**YOUR OBJECTIVE:** Which lines below hold the word "outline"? Report each one.

[Excerpts from a dataset]
※ ※ ※

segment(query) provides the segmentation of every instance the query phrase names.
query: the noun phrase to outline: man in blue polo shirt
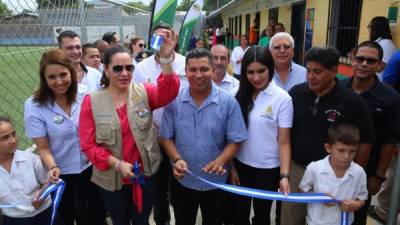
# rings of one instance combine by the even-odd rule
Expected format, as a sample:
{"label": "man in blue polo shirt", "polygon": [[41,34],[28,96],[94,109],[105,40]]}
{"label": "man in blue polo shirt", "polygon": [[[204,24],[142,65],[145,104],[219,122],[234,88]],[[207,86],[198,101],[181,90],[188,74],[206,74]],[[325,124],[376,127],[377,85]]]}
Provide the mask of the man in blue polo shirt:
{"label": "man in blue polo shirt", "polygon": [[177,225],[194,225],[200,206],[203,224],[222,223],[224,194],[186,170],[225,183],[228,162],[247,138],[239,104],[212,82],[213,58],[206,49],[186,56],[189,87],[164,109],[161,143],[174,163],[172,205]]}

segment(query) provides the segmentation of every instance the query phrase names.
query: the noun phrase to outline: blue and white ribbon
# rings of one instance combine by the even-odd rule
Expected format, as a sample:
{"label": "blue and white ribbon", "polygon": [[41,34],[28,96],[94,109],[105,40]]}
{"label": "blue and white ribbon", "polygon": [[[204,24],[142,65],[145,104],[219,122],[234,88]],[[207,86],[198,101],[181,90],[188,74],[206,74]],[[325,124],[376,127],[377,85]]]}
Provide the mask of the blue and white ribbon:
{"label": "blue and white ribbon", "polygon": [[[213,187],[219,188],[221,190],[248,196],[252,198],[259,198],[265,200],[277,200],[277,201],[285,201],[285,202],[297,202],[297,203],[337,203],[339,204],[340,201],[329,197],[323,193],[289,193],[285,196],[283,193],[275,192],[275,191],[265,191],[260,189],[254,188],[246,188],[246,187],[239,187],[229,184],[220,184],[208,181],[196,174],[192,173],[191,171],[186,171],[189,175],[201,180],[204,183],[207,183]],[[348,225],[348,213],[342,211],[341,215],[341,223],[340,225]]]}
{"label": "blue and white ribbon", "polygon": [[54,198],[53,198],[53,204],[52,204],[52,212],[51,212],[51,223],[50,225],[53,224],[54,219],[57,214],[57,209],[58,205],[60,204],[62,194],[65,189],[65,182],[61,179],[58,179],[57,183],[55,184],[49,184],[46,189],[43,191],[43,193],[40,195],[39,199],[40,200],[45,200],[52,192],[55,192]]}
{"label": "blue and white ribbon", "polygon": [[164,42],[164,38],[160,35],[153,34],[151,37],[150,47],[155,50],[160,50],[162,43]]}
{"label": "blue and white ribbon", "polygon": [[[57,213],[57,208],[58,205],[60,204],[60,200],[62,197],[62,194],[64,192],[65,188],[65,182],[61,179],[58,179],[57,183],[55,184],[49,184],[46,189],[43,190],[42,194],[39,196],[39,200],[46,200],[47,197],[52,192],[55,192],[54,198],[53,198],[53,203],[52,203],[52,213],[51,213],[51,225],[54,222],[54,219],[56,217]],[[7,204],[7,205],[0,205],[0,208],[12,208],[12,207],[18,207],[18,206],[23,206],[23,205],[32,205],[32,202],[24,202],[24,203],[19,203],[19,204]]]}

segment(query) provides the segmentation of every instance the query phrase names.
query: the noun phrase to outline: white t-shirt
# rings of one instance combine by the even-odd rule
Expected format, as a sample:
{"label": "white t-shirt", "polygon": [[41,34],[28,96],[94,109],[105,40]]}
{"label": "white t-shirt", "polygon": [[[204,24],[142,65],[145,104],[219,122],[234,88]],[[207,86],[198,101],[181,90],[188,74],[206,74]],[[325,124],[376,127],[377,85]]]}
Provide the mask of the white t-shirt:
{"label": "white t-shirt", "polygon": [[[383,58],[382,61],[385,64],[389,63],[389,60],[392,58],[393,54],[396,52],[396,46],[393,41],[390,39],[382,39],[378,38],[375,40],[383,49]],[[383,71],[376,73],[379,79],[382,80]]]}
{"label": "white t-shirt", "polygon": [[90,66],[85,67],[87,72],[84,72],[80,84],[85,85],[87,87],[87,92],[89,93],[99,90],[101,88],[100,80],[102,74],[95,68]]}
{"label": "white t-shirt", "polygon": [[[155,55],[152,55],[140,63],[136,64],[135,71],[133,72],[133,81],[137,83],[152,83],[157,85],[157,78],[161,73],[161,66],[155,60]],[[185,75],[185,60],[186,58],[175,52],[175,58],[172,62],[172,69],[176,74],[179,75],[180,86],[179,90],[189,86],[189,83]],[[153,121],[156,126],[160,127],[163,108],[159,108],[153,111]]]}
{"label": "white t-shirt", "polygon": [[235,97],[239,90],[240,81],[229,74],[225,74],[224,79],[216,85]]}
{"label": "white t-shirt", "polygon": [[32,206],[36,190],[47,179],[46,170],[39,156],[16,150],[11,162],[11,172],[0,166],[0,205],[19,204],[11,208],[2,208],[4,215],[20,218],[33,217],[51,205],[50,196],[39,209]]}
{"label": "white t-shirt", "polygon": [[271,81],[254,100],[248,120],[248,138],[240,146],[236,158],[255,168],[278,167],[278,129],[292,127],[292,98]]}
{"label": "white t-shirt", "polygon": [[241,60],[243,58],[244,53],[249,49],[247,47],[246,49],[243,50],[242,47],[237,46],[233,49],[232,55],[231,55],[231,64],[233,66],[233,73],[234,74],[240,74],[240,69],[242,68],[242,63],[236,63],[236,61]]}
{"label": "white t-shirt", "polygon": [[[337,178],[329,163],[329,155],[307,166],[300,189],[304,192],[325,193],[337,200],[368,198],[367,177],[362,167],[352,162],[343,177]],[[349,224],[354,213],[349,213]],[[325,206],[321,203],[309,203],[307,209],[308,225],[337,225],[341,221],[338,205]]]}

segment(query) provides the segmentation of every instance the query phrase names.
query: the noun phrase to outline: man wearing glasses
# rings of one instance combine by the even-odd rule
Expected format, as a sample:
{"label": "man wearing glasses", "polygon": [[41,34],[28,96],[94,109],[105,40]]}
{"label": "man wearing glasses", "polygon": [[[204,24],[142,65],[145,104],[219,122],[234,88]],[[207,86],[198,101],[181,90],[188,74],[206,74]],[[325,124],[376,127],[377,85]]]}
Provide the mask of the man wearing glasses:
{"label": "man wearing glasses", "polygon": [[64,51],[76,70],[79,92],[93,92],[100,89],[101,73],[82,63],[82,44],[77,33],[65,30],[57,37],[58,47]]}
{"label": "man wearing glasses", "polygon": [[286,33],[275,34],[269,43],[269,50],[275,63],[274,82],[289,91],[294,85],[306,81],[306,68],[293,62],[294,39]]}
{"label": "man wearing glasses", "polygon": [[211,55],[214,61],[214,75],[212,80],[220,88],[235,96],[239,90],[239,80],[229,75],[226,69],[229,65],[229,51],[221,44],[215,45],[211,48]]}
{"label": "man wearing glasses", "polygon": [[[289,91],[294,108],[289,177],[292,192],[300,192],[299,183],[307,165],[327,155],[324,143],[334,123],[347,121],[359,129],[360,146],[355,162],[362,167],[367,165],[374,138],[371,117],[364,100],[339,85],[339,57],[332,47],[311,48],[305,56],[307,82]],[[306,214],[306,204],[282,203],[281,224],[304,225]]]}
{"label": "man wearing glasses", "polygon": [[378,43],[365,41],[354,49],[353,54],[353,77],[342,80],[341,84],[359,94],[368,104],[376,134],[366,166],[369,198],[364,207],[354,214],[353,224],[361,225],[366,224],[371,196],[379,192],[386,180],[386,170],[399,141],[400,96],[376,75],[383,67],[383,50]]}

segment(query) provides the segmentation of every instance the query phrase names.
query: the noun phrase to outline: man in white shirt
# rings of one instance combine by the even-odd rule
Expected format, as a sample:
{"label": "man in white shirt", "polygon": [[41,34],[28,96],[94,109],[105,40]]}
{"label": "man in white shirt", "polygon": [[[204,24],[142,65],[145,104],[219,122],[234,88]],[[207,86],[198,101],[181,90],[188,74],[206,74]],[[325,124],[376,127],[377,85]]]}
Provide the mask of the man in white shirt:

※ ※ ※

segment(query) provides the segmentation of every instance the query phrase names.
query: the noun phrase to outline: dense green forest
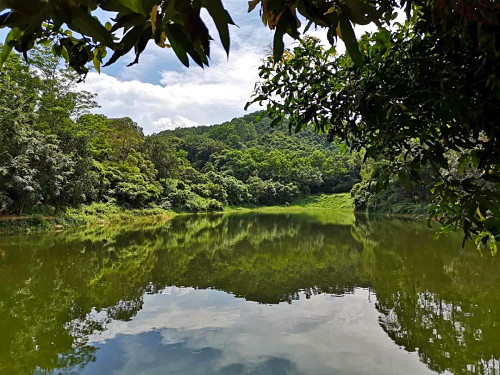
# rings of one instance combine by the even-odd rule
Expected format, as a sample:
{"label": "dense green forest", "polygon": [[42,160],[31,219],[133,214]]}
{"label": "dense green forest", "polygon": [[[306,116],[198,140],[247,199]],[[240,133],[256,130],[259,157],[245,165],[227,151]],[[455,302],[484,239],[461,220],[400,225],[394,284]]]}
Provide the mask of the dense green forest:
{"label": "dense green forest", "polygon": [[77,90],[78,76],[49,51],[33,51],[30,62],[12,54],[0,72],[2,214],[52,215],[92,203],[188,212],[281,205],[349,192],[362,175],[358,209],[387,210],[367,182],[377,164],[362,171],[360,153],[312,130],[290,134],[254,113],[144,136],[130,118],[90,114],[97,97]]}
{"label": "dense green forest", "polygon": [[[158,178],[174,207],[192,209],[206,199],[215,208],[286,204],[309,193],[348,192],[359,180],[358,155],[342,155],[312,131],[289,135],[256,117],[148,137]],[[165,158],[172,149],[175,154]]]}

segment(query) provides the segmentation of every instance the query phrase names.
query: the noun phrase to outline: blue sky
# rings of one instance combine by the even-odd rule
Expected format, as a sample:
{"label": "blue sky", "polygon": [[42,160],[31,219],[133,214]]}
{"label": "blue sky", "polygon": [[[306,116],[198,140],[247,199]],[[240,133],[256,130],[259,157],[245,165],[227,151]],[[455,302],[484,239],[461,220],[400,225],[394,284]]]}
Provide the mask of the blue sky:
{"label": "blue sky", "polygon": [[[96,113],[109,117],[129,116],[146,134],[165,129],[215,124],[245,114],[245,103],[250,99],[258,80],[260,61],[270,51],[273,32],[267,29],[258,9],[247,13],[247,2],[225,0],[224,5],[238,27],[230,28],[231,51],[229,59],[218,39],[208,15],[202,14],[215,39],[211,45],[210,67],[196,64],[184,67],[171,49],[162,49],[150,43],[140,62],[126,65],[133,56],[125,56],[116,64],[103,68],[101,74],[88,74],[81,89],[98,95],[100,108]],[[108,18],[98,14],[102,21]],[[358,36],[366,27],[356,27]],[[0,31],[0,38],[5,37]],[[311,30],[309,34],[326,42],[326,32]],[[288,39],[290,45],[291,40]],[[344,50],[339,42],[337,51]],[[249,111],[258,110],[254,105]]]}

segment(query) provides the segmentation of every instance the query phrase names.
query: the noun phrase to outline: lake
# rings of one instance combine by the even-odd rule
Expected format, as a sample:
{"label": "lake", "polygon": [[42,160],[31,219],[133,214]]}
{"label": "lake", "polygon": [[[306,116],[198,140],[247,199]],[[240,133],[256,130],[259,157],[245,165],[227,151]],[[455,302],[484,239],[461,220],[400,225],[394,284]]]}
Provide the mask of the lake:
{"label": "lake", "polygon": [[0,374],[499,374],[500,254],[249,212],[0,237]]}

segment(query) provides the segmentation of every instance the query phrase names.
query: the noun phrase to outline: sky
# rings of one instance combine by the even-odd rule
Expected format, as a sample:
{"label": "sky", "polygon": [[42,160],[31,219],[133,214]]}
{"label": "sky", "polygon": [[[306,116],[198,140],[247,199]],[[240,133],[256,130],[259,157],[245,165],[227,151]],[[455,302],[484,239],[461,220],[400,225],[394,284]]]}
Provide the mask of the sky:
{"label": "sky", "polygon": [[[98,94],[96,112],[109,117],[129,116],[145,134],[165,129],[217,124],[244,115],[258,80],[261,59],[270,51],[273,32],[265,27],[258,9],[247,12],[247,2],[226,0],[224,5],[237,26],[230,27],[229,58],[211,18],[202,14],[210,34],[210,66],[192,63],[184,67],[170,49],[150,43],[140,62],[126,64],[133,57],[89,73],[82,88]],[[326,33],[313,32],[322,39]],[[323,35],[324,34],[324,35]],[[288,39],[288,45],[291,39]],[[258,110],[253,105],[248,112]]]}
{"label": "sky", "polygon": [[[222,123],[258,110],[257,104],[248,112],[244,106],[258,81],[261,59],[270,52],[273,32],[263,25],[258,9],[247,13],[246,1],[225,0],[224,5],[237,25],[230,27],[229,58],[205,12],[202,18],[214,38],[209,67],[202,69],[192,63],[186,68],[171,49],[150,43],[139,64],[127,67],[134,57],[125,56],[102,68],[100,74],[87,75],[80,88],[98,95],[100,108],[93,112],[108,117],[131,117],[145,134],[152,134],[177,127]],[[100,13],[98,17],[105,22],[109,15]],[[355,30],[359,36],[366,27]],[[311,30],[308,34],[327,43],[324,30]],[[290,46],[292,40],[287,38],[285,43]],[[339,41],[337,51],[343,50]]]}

※ ※ ※

**EXERCISE ANSWER:**
query: the noun phrase to outline: man in blue polo shirt
query: the noun phrase to outline: blue and white ribbon
query: the noun phrase to outline: white t-shirt
query: the noun phrase to outline: man wearing glasses
query: the noun phrase to outline: man in white shirt
query: the noun phrase to outline: dense green forest
query: the noun phrase to outline: blue sky
query: the noun phrase to outline: lake
query: the noun phrase to outline: sky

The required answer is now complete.